→ **Task to carry out**:
Could you please repeat all of the entries exactly as written?
◇ ◇ ◇ ◇
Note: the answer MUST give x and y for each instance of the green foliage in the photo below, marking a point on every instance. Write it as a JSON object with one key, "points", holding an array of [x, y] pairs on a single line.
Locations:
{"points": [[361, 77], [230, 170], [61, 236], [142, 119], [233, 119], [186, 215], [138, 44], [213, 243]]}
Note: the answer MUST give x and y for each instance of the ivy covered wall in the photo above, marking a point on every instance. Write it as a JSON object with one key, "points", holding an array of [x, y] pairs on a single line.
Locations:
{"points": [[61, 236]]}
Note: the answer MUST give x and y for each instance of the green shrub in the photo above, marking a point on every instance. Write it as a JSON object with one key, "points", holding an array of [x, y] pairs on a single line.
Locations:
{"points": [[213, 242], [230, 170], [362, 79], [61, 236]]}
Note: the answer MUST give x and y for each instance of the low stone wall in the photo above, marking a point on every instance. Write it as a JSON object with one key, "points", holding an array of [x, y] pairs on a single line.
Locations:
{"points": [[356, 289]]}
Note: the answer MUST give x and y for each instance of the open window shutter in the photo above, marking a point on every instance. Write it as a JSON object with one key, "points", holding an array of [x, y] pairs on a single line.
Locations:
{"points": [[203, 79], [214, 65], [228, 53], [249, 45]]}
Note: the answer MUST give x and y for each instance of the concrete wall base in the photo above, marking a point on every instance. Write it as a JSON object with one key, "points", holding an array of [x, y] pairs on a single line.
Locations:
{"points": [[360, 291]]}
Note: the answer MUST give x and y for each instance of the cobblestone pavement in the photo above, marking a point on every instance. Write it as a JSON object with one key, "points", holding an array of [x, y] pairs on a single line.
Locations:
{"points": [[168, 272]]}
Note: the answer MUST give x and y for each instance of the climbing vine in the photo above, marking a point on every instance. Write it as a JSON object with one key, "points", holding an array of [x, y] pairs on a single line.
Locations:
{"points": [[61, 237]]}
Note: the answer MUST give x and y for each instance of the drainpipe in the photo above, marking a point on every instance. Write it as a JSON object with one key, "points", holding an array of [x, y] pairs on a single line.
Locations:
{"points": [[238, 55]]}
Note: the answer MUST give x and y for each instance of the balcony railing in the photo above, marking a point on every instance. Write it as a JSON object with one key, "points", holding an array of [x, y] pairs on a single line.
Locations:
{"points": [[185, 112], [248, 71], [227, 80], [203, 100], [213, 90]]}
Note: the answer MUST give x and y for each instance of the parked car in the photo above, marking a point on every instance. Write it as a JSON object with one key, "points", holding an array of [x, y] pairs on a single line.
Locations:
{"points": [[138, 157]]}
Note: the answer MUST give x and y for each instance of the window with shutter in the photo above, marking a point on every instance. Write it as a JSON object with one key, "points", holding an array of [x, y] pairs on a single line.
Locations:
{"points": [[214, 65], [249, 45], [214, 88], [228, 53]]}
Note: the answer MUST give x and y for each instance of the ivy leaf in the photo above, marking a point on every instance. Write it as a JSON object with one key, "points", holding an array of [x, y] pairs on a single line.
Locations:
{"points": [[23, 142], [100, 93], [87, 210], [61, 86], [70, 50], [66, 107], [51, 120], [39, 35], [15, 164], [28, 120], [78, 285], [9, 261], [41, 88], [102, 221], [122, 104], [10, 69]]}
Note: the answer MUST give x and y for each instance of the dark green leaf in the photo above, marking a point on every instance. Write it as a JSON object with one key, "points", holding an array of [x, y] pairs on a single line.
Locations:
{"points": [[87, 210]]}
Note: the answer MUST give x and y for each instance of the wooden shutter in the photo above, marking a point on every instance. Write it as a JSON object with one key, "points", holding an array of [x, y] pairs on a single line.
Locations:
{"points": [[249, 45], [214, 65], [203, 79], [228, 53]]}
◇ ◇ ◇ ◇
→ **Answer to the problem**:
Note: the answer MUST give x and y for each instance of the green foliage in the photo below, marking a point on every instance. Write it as a JSON object with one key, "points", holding an array of [x, y] pairs on a single line.
Locations:
{"points": [[361, 77], [230, 170], [61, 236], [142, 119], [233, 119], [186, 215], [138, 44], [213, 243]]}
Note: the answer MUST give x and y for each instance of the ivy covered wall in the photo above, marking a point on every instance. Write it as a JSON object with one key, "points", holding an array of [x, y] pairs on a single line.
Locations:
{"points": [[61, 236]]}
Note: the answer MUST give x and y for each instance of the green shrub in the photo above, marking a point on every instance. Write it as a JSON object with one key, "points", holding an array of [x, y] pairs on a single line.
Locations:
{"points": [[213, 242], [230, 170], [362, 79], [61, 236]]}
Note: the answer MUST give x and y for each instance of the low stone wall in the photo above, marking a point on every instance. Write it as a JSON object with one key, "points", holding an array of [x, y] pairs on a single line.
Locations:
{"points": [[356, 289]]}
Note: the answer MUST give x and y for each instance of the open window shutter in the photo above, marking a point on every instance. Write it as a JSON object with one key, "points", holding an array of [x, y] pairs on a single line.
Locations:
{"points": [[203, 79], [214, 65], [228, 53], [249, 45]]}
Note: the answer MUST give x and y for each instance of the concrete wall base in the photo above, marking a point on every instance. Write it as a JSON object with one key, "points", holding an array of [x, y] pairs on a single line.
Locations:
{"points": [[360, 291]]}
Note: the answer MUST give x and y for each instance of the cobblestone pavement in the photo above, marking a point on every instance. Write it as a JSON object with one key, "points", holding an array of [x, y] pairs on a single line.
Locations:
{"points": [[168, 272]]}
Note: the answer MUST give x and y for each instance of the climbing vine in the photo above, marking a point on every instance. Write it as a JSON object with one key, "points", holding an array of [x, y] pairs on a single line.
Locations:
{"points": [[61, 237]]}
Note: the answer MUST give x and y for each instance of the drainpipe in the photo above, marking a point on every instance. Write it as a JSON object with one key, "points", holding an array of [x, y] pairs on a single line.
Locations:
{"points": [[238, 55]]}
Note: the answer MUST give x and y for each instance of the balcony railing in the photo above, marking a point on every instance. Write it as a JSON object with one key, "points", holding an array of [x, y] pairs on a single line.
Locations:
{"points": [[185, 112], [248, 71], [227, 80], [203, 100], [213, 90]]}
Note: the answer MUST give x and y for each instance of the parked car in the photo above, marking a point on every instance. Write it as a JSON object with one key, "points", holding an array of [x, y] pairs on a single line.
Locations:
{"points": [[138, 157]]}
Note: the answer MUST give x and y for each instance of the window with shutter in the photo above, marking a point on every instance. Write it as a JSON object with one key, "points", holding an array of [x, y] pairs on a single line.
Locations:
{"points": [[214, 65], [249, 45], [214, 88], [228, 53]]}
Note: the answer MUST give x and y for each instance of the ivy leaf in the photo above, marking a point on every instance. Write it as a JSON object with one key, "points", holding an array of [x, y] pairs on a single line.
Locations:
{"points": [[23, 142], [100, 93], [87, 210], [61, 86], [70, 50], [66, 107], [51, 120], [39, 35], [15, 164], [28, 120], [78, 285], [9, 261], [41, 88], [102, 221], [122, 104], [10, 69]]}
Note: the answer MUST give x and y for each instance of the dark green leaf in the photo above, marking a point on every instance. Write it as a JSON object with one key, "points", holding an array of [x, y] pairs on a single line.
Locations:
{"points": [[87, 210]]}
Note: the answer MUST give x and y for each instance of the wooden shutter in the photo above, marking a point on every instance. Write it as a JSON object with one key, "points", holding an array of [x, y] pairs on a single line.
Locations:
{"points": [[249, 45], [214, 65], [203, 79], [228, 53]]}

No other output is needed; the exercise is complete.